- EXERCISE TASK:
Copy every one of the entries below word for word, line by line, without changing anything.

┄┄┄┄┄┄┄┄┄┄

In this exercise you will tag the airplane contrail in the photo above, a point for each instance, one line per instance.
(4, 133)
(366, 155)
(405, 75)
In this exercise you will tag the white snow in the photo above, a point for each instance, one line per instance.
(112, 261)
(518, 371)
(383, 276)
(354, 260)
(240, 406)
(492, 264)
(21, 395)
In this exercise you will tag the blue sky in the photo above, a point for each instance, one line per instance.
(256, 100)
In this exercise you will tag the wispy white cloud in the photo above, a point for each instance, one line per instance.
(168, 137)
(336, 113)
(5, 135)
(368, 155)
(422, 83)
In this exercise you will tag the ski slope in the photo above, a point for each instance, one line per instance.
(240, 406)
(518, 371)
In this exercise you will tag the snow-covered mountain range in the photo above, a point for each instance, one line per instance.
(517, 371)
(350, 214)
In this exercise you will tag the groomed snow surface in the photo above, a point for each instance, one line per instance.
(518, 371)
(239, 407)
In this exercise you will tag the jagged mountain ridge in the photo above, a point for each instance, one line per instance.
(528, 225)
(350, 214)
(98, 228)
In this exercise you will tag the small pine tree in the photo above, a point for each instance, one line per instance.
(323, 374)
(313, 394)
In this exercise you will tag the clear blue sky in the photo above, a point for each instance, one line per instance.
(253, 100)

┄┄┄┄┄┄┄┄┄┄

- EXPECTED ANSWER:
In this exercise you will tag the airplane contrail in the photo above, a point for each instance, one line per instance.
(4, 133)
(366, 155)
(405, 75)
In this exercise you will tag the white snow in the photo above, a point for each instance, one line per instance.
(112, 261)
(518, 371)
(383, 276)
(354, 260)
(240, 406)
(492, 264)
(21, 395)
In this exercise you will tag the blue sky in the photo above, a point for each instance, one line per instance.
(256, 100)
In this exercise you will tag the wispy white cloud in the photo above, a point for each instance, one line per instance.
(168, 137)
(336, 113)
(5, 135)
(368, 155)
(422, 83)
In this exercise you will tag the ski slope in the photo above, a point for each instance, one line per instance.
(240, 406)
(518, 371)
In this exercise you will tag the snow-covered mountain range in the photo above, a point for each instance, one line per instance.
(517, 371)
(350, 214)
In this exercise you will tag the groomed snow surface in the photo above, a point for each instance, one line per instance.
(518, 371)
(239, 407)
In this exercise you will tag the jagged mountain ridge in the photo above, a point for each instance, one line per instance.
(528, 225)
(350, 214)
(98, 228)
In this exercise you will tag the small pine tree in the photo above, a point for each instance, one line per instance.
(323, 374)
(313, 394)
In this exercise you will tag the clear blue sky in the photo above, a point for each instance, one line per instance.
(253, 100)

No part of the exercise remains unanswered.